--- Task material ---

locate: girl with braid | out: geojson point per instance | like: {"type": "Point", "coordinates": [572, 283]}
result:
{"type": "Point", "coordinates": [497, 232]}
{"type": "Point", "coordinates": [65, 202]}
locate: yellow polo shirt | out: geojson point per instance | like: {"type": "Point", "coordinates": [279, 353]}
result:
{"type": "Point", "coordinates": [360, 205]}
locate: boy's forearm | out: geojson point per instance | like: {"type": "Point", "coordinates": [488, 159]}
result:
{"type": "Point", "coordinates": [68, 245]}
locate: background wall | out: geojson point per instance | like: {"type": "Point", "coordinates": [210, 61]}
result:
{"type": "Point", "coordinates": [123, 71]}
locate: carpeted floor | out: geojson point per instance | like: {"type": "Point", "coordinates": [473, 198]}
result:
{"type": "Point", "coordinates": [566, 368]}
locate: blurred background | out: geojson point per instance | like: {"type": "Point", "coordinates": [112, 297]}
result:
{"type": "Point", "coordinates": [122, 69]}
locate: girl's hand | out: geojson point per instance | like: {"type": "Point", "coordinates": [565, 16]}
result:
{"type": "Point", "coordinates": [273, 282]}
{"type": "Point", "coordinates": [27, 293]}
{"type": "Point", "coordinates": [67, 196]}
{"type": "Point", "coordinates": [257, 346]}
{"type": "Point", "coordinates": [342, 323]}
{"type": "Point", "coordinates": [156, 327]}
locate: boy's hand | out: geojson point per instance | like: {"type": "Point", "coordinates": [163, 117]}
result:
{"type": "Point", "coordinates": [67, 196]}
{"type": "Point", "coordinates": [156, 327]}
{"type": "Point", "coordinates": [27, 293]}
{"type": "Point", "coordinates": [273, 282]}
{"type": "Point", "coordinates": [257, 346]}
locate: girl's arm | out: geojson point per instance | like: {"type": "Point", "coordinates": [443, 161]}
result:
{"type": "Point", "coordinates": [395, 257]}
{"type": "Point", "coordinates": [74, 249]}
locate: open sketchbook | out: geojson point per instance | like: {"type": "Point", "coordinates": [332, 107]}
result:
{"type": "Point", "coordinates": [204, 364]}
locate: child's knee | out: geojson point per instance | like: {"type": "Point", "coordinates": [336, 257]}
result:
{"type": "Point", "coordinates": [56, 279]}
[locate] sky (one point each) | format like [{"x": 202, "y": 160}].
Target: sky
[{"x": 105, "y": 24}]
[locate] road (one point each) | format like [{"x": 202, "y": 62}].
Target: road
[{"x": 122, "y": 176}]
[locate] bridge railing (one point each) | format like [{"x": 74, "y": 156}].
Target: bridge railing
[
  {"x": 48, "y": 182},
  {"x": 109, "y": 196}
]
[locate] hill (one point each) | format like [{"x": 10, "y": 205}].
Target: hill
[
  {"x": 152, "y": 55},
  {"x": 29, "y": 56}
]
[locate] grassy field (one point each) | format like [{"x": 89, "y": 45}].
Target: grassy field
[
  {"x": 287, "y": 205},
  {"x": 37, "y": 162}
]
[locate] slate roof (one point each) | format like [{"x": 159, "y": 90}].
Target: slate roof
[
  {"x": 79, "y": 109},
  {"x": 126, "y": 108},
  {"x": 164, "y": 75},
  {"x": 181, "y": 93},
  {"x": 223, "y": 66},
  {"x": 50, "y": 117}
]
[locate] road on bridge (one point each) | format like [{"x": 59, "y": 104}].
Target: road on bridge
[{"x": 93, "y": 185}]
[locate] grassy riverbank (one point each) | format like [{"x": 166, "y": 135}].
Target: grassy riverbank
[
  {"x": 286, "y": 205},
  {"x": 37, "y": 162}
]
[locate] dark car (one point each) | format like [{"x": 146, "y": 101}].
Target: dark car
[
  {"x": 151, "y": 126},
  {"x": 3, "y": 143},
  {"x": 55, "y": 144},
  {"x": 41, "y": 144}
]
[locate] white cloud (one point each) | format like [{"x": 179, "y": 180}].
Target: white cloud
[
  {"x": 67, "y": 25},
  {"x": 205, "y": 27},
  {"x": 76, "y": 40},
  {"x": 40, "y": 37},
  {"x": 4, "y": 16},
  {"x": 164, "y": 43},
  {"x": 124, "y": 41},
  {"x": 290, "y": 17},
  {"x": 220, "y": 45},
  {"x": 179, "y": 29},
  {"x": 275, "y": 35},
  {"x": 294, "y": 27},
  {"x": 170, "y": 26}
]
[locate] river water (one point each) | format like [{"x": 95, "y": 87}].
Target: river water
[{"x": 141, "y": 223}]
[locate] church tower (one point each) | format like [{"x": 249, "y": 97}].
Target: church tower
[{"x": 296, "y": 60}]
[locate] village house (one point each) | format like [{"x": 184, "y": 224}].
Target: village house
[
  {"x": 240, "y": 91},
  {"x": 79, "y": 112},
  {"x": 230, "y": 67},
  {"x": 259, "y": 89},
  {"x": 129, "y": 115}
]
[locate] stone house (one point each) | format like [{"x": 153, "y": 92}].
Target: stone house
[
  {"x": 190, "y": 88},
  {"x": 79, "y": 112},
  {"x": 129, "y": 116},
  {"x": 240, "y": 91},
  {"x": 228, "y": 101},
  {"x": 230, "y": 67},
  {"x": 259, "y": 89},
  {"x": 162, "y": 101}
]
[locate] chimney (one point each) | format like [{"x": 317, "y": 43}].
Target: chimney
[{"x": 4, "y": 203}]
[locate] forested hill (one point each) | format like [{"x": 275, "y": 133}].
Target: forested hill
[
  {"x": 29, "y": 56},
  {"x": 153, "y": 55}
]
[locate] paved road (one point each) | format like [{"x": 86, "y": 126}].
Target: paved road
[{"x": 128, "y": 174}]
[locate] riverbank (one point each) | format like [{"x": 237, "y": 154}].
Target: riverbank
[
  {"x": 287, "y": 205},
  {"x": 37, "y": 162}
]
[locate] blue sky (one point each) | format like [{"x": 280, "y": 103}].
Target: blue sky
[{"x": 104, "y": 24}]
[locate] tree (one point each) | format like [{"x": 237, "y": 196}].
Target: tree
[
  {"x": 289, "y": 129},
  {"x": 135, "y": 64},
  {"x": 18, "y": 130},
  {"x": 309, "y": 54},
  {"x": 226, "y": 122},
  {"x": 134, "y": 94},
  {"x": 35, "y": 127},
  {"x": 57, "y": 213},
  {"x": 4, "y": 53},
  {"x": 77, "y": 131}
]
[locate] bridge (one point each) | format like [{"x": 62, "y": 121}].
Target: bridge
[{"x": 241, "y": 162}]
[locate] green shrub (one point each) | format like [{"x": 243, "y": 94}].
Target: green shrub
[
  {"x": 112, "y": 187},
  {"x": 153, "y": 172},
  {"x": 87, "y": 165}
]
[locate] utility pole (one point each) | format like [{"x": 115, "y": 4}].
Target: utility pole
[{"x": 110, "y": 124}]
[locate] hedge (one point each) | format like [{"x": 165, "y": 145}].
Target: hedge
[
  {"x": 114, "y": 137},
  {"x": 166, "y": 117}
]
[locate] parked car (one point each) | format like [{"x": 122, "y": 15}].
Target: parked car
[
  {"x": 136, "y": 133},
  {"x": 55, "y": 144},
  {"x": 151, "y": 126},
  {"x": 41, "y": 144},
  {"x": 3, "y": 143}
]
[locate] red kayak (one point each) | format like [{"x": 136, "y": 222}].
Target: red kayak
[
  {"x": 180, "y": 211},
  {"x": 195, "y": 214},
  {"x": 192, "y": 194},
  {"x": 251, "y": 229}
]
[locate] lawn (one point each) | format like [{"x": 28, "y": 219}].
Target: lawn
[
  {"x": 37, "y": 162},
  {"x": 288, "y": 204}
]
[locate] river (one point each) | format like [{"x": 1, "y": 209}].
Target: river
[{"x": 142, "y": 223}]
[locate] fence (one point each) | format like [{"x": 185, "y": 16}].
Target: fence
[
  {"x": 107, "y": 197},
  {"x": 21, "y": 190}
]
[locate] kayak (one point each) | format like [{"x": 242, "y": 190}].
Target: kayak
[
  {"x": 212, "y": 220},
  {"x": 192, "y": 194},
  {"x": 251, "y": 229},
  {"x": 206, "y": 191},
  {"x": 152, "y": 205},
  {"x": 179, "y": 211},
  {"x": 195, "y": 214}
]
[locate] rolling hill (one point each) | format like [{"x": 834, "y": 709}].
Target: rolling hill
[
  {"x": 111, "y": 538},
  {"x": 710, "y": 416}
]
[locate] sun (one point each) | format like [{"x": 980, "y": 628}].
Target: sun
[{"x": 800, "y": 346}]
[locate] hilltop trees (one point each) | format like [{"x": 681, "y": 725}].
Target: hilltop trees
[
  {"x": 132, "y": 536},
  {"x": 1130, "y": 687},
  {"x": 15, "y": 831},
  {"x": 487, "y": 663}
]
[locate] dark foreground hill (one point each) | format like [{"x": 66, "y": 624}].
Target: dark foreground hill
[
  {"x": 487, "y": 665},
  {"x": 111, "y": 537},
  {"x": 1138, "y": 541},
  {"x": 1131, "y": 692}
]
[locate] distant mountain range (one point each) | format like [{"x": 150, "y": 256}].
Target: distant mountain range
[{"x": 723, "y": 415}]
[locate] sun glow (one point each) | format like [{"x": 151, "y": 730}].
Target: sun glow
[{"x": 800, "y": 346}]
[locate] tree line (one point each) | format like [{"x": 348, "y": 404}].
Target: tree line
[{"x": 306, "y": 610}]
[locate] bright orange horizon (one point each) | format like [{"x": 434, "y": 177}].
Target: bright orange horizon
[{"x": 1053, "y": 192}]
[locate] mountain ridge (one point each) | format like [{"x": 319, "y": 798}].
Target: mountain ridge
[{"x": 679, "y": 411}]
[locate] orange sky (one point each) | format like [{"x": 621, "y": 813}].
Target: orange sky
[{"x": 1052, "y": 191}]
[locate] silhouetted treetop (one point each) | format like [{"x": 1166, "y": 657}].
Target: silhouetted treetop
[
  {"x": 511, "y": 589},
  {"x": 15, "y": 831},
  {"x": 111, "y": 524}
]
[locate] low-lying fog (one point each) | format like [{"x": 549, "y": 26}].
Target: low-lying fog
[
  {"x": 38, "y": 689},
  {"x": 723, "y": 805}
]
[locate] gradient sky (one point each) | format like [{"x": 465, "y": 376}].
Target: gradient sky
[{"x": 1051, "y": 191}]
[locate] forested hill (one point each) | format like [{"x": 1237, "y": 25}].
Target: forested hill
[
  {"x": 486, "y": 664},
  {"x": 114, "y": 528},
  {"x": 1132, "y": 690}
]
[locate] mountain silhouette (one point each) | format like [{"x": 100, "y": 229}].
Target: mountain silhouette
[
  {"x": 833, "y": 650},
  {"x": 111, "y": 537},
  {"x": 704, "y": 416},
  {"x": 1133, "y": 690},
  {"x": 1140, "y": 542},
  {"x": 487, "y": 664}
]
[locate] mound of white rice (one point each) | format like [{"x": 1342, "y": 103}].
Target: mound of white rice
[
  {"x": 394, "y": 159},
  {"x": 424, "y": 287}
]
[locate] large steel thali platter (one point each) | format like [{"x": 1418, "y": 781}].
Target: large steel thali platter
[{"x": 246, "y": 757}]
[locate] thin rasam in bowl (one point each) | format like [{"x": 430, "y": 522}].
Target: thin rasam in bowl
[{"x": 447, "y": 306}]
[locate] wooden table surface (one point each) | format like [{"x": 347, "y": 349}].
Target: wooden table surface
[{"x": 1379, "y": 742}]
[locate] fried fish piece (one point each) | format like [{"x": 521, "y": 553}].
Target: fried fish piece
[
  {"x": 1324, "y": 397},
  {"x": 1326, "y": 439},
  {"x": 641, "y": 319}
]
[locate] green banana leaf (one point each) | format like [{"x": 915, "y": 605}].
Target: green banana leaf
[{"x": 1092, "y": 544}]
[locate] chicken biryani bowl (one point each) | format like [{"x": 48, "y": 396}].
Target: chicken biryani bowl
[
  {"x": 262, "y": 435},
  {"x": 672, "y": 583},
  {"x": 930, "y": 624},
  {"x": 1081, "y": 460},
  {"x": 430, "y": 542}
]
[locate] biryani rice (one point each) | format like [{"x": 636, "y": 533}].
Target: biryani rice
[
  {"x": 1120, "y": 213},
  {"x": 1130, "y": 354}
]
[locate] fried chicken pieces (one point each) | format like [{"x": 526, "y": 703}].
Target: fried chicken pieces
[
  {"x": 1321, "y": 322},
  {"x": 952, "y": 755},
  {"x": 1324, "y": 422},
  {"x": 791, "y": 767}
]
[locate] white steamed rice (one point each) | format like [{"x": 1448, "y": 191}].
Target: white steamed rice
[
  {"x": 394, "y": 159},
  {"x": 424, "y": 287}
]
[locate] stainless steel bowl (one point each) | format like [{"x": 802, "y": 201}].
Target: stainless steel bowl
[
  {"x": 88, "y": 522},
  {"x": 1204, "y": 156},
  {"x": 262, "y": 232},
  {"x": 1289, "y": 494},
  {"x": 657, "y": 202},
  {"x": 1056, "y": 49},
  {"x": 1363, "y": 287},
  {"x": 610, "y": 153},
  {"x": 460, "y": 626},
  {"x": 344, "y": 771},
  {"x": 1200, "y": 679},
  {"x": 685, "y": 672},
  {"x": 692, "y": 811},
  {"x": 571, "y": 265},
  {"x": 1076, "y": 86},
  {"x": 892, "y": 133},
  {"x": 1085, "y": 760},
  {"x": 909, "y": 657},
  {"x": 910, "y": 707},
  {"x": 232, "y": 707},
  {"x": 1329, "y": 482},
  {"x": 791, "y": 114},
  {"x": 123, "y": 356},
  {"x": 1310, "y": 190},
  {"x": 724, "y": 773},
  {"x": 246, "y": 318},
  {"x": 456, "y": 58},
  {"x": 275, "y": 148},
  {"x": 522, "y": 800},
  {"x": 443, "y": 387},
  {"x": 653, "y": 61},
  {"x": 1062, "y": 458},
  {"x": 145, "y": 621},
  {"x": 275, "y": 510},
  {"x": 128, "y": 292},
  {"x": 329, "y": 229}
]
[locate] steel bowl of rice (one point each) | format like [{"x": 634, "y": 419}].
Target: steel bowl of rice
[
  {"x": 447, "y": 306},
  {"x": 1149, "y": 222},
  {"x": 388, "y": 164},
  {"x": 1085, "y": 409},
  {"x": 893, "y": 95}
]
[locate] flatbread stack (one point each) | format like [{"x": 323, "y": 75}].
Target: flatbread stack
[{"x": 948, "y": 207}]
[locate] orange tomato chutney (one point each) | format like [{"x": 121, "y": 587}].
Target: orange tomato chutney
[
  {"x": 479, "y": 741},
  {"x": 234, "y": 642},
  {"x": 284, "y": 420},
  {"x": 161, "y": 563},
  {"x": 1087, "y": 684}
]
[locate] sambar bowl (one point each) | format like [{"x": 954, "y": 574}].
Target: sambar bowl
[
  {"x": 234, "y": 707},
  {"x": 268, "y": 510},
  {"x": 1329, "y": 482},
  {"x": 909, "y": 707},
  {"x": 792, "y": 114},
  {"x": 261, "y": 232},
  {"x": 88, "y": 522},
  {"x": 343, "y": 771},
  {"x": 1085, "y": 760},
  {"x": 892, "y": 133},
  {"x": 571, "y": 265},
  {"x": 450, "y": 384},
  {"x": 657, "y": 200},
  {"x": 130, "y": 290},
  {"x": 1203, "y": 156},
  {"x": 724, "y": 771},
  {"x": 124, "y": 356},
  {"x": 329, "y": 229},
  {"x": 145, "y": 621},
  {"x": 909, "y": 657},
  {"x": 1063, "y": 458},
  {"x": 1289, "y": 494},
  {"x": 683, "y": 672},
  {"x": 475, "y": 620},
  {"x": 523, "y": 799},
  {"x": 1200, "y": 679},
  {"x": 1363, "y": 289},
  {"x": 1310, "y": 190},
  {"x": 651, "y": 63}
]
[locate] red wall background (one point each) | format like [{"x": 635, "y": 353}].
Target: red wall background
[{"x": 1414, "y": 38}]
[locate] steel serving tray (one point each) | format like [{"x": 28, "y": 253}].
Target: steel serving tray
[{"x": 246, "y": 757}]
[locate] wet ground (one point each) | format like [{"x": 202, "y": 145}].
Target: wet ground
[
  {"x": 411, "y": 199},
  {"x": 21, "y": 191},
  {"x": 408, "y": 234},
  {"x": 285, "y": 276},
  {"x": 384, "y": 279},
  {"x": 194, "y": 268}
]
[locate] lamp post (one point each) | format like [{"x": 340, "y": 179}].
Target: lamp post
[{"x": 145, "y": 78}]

---

## What is asked
Reproduce the listing above exactly from the line containing "[locate] orange tomato" through its last line, with both of those lines included.

## Response to this task
[locate] orange tomato chutney (one point each) | format like [{"x": 121, "y": 587}].
Target: orange tomato chutney
[
  {"x": 479, "y": 741},
  {"x": 234, "y": 642},
  {"x": 284, "y": 420},
  {"x": 161, "y": 563},
  {"x": 1087, "y": 684}
]
[locate] sambar bowl (one point each) | format like [{"x": 954, "y": 574}].
Target: sambar bowl
[
  {"x": 234, "y": 707},
  {"x": 268, "y": 510},
  {"x": 1329, "y": 482},
  {"x": 909, "y": 707},
  {"x": 792, "y": 114},
  {"x": 261, "y": 232},
  {"x": 88, "y": 522},
  {"x": 343, "y": 771},
  {"x": 1085, "y": 760},
  {"x": 892, "y": 133},
  {"x": 571, "y": 265},
  {"x": 450, "y": 384},
  {"x": 657, "y": 200},
  {"x": 130, "y": 290},
  {"x": 1203, "y": 156},
  {"x": 724, "y": 771},
  {"x": 124, "y": 356},
  {"x": 329, "y": 229},
  {"x": 145, "y": 621},
  {"x": 909, "y": 657},
  {"x": 1063, "y": 458},
  {"x": 1289, "y": 494},
  {"x": 683, "y": 672},
  {"x": 475, "y": 620},
  {"x": 523, "y": 799},
  {"x": 1200, "y": 679},
  {"x": 1363, "y": 289},
  {"x": 1310, "y": 190},
  {"x": 651, "y": 63}
]
[locate] red wall background (one point each) | format like [{"x": 635, "y": 353}].
Target: red wall background
[{"x": 1414, "y": 38}]
[locate] steel serving tray (one point each) | format like [{"x": 28, "y": 253}].
Target: steel serving tray
[{"x": 246, "y": 757}]
[locate] wet ground (one point each) | format like [{"x": 202, "y": 145}].
Target: wet ground
[
  {"x": 411, "y": 199},
  {"x": 21, "y": 191},
  {"x": 408, "y": 234},
  {"x": 285, "y": 276},
  {"x": 384, "y": 279},
  {"x": 194, "y": 268}
]
[locate] lamp post (one point each) | format like [{"x": 340, "y": 179}].
Target: lamp post
[{"x": 145, "y": 78}]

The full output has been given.